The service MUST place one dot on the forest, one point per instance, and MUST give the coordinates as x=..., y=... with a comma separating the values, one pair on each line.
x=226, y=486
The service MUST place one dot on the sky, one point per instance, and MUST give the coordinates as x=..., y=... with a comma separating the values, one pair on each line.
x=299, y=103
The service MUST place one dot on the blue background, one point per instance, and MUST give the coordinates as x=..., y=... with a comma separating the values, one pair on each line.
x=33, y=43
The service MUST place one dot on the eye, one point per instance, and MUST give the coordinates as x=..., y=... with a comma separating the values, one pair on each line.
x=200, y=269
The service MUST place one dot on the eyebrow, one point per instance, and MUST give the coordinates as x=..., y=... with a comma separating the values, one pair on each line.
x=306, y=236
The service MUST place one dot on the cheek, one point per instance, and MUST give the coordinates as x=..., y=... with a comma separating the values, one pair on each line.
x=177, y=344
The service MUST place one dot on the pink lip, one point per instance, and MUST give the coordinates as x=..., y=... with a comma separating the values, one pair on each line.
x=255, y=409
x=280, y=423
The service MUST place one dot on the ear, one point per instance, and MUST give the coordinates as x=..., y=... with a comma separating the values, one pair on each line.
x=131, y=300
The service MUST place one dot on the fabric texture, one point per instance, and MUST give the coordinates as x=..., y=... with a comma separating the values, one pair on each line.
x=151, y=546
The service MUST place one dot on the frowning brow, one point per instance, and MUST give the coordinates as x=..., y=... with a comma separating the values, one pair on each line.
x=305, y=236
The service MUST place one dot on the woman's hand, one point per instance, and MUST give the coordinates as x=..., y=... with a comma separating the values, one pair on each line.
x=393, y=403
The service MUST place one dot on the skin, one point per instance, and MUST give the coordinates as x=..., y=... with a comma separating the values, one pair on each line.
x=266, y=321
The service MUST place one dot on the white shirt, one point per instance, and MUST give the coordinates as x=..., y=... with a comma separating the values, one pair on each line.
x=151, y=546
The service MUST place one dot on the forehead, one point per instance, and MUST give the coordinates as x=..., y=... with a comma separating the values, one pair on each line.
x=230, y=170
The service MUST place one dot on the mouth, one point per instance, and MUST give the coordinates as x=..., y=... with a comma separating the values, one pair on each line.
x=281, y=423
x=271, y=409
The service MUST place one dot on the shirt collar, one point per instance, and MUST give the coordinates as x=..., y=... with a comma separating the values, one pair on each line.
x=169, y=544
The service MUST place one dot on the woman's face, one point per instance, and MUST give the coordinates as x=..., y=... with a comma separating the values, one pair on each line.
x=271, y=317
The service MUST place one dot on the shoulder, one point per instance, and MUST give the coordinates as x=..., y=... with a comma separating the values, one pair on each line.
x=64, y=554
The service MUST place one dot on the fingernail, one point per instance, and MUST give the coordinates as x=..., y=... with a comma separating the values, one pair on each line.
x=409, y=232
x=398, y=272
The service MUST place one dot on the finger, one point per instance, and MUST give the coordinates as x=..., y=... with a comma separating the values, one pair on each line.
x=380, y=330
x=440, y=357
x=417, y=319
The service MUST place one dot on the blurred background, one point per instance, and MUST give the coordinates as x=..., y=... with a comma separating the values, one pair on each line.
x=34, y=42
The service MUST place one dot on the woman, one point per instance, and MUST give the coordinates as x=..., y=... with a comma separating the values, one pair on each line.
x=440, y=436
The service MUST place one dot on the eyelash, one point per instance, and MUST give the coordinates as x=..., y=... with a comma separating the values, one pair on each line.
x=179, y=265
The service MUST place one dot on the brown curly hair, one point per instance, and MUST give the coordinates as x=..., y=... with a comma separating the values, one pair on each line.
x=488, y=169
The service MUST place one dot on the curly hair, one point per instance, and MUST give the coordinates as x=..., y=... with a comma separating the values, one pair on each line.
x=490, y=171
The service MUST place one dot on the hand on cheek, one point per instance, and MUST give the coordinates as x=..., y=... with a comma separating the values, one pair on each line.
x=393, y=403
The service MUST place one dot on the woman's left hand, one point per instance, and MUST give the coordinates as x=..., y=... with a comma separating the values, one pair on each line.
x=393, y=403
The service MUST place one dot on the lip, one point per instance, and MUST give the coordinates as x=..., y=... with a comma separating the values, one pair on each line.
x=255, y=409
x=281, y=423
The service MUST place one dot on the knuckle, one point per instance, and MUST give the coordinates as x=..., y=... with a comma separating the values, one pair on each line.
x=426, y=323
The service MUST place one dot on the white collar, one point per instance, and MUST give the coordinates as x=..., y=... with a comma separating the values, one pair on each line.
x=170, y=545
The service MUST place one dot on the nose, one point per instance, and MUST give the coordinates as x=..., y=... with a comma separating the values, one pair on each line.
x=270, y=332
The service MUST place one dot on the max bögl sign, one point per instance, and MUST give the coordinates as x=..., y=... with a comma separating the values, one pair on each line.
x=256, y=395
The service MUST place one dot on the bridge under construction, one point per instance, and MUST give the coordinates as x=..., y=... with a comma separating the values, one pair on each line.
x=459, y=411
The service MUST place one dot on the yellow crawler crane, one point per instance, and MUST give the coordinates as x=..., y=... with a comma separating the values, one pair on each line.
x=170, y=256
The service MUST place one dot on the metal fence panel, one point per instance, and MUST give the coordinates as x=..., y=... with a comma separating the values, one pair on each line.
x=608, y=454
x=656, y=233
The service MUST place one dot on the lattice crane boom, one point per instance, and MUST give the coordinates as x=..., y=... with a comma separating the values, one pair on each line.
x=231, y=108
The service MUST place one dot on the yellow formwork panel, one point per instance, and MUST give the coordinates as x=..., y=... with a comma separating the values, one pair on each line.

◆ What to do: Return all of the records above verbatim, keeping them in their original order.

◆ Solved exercise:
The service MUST place one dot on the forest, one point per instance, and MUST give the coordinates as x=..., y=... with a comma separating the values, one pair on each line.
x=226, y=486
The service MUST place one dot on the sky, one point per instance, and MUST give the coordinates as x=..., y=... with a comma separating the values, one pair on each line.
x=299, y=103
The service MUST place one dot on the blue background, one point per instance, and MUST give the coordinates as x=..., y=... with a comma separating the values, one pair on each line.
x=33, y=43
The service MUST place one dot on the eye, one point per instance, and MUST give the coordinates as x=..., y=... with a comma separating the values, one pair on each line.
x=200, y=269
The service MUST place one dot on the eyebrow, one point per instance, and MUST give the coordinates as x=..., y=... with a comma separating the values, one pair on each line.
x=306, y=236
The service MUST place one dot on the cheek, one point per instance, and MUST give the coordinates as x=..., y=... with a comma separating the values, one pair on each line.
x=177, y=344
The service MUST place one dot on the pink lip, one point per instance, and MUST give the coordinates as x=..., y=... with a comma separating the values, one pair on each line.
x=255, y=409
x=280, y=423
The service MUST place one dot on the ear, one point per instance, and MUST give the coordinates as x=..., y=... with a comma separating the values, one pair on each line.
x=131, y=300
The service MUST place one dot on the fabric texture, one point per instance, and MUST give the coordinates as x=..., y=... with a comma separating the values, one pair on each line.
x=151, y=546
The service MUST place one dot on the frowning brow, one point per instance, and MUST give the coordinates as x=..., y=... with a comma separating the values, one pair on each line.
x=305, y=236
The service MUST place one dot on the woman's hand, one point per instance, and MUST give the coordinates as x=..., y=... with a comma separating the values, one pair on each line.
x=393, y=403
The service MUST place one dot on the skin, one point per instance, and MUST give the coordinates as x=..., y=... with a comma separating the values, one pair on each line.
x=266, y=321
The service MUST place one dot on the white shirt, one point per instance, and MUST give the coordinates as x=..., y=... with a comma separating the values, one pair on each line.
x=151, y=546
The service MUST place one dot on the forehead, one point per instance, and MUST give the coordinates as x=..., y=... with a comma separating the values, one pair on each line.
x=230, y=170
The service MUST place one dot on the mouth, one point per instance, and MUST give the coordinates as x=..., y=... with a comma separating the values, one pair on each line.
x=281, y=423
x=271, y=409
The service MUST place one dot on the shirt collar, one point per instance, and MUST give the coordinates as x=..., y=... with a comma separating the values, one pair on each line.
x=169, y=544
The service MUST place one dot on the woman's face, one point per instance, and MUST give the coordinates as x=..., y=... with a comma separating the values, one pair on each line.
x=271, y=317
The service MUST place one dot on the shoulder, one point per instance, and MUST give the coordinates as x=..., y=... with a comma separating the values, one pair on each line.
x=64, y=554
The service MUST place one dot on the fingernail, one point per instance, and MUST give the coordinates as x=..., y=... with a comma separating the values, one pair on each line.
x=409, y=232
x=398, y=272
The service MUST place one dot on the finger, one point per instance, and MUST give the coordinates as x=..., y=... with a comma separating the values, one pair on each line.
x=380, y=330
x=440, y=357
x=417, y=319
The service MUST place one dot on the blurred background, one point per instance, and MUST give the coordinates as x=..., y=... with a comma separating the values, one pair on each line.
x=34, y=42
The service MUST place one dot on the woman, one point per instance, and MUST give the coordinates as x=..., y=... with a comma separating the values, one pair on each line.
x=440, y=436
The service MUST place one dot on the eyelash, one point per instance, and MUST give the coordinates as x=..., y=... with a comma separating the values, one pair on each line.
x=179, y=265
The service MUST place one dot on the brown curly hair, one point per instance, and MUST give the coordinates as x=..., y=... with a comma separating the values, one pair on each line.
x=488, y=169
The service MUST place one dot on the curly hair, one point per instance, and MUST give the coordinates as x=..., y=... with a comma separating the values, one pair on each line.
x=490, y=171
The service MUST place one dot on the hand on cheek, one point per instance, and MUST give the coordinates as x=..., y=... with a comma separating the values, one pair on each line.
x=393, y=403
The service MUST place one dot on the woman's left hand, one point per instance, and MUST give the coordinates as x=..., y=... with a comma separating the values, one pair on each line.
x=393, y=403
The service MUST place one dot on the lip, one point per instance, and MUST give the coordinates as x=..., y=... with a comma separating the values, one pair on each line.
x=255, y=409
x=281, y=423
The service MUST place one dot on the knuckle, one point per instance, and MUST give the coordinates as x=..., y=... with a comma separating the values, one pair on each line.
x=426, y=323
The service MUST place one dot on the white collar, one point per instance, and MUST give the coordinates as x=..., y=... with a comma separating the values, one pair on each line.
x=170, y=545
The service MUST place one dot on the nose, one point per instance, and MUST give the coordinates as x=..., y=... with a comma separating the values, one pair on each line.
x=270, y=332
The service MUST place one dot on the max bögl sign, one point per instance, and MUST give the coordinates as x=..., y=... with a comma separating the values, one pair on each line.
x=256, y=395
The service MUST place one dot on the bridge under construction, one point per instance, and MUST give the coordinates as x=..., y=... with a comma separating the values, one pair on each line.
x=459, y=411
The service MUST place one dot on the yellow crawler crane, one point per instance, and MUST give the coordinates as x=..., y=... with a comma separating the values, one pair on each line.
x=170, y=256
The service MUST place one dot on the metal fence panel, one point per instance, and MUST give the coordinates as x=..., y=... with a comma separating the values, one pair on each line.
x=608, y=454
x=656, y=233
The service MUST place one dot on the lattice crane boom, one point per instance, and MUST give the coordinates as x=..., y=... with a comma separating the values, one pair on each line.
x=231, y=108
The service MUST place one dot on the yellow formwork panel, one point per instance, and MUST give the coordinates as x=..., y=... with a comma separating the values, one pair on each line.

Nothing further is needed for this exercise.